# Saved data entries:
---

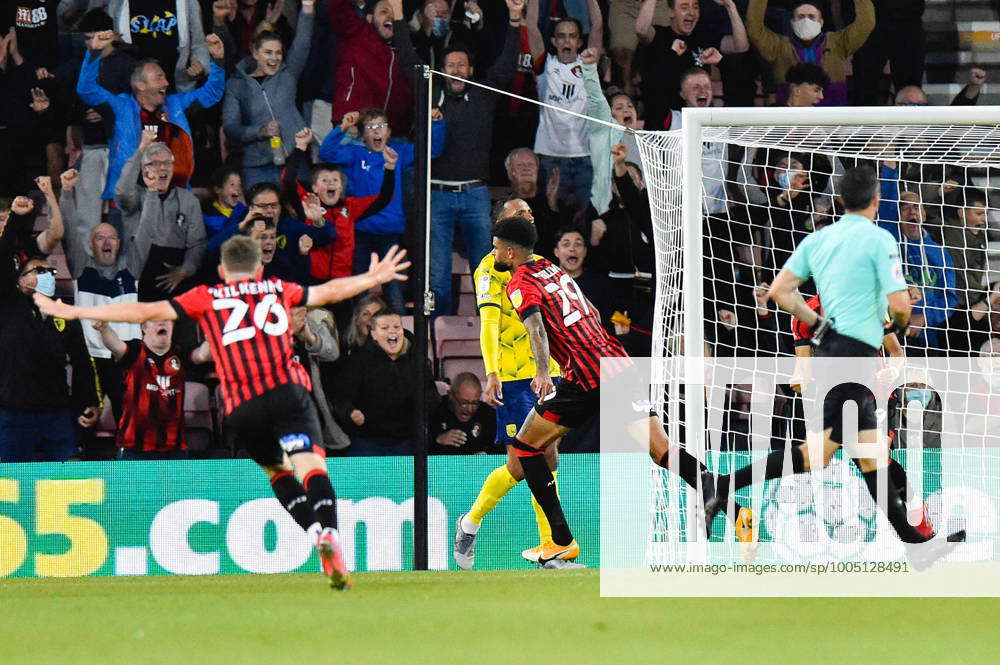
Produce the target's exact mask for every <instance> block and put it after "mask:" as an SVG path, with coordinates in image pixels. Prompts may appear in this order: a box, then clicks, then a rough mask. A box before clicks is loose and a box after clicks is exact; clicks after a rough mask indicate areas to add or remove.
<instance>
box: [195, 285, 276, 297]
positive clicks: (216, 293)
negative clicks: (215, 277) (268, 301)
mask: <svg viewBox="0 0 1000 665" xmlns="http://www.w3.org/2000/svg"><path fill="white" fill-rule="evenodd" d="M282 291H284V289H283V288H282V286H281V283H280V282H239V283H238V284H226V285H225V286H223V287H222V288H221V289H220V288H218V287H214V286H212V287H209V289H208V292H209V293H211V294H212V295H213V296H214V297H216V298H235V297H237V296H245V295H252V296H256V295H260V294H262V293H281V292H282Z"/></svg>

---

# Task brief:
Reproduce every line of the entries above verbatim, leaving out the pictures.

# Response to this task:
Produce the target's exact mask for every <instance> block and put it after "mask:" as an SVG path, with coordinates in image pixels. Prompts may appear in this order: a box, then clicks, then a rough mask. A box before clicks is loose and a box after clicks is exact; clicks after a rough mask indicate areas to add or remove.
<instance>
box: [195, 285, 276, 297]
positive clicks: (216, 293)
negative clicks: (215, 277) (268, 301)
mask: <svg viewBox="0 0 1000 665" xmlns="http://www.w3.org/2000/svg"><path fill="white" fill-rule="evenodd" d="M282 291H284V289H283V288H282V286H281V283H280V282H239V283H238V284H226V285H225V286H223V287H222V288H221V289H220V288H218V287H214V286H212V287H209V289H208V292H209V293H211V294H212V295H213V296H214V297H216V298H235V297H237V296H245V295H252V296H256V295H260V294H262V293H281V292H282Z"/></svg>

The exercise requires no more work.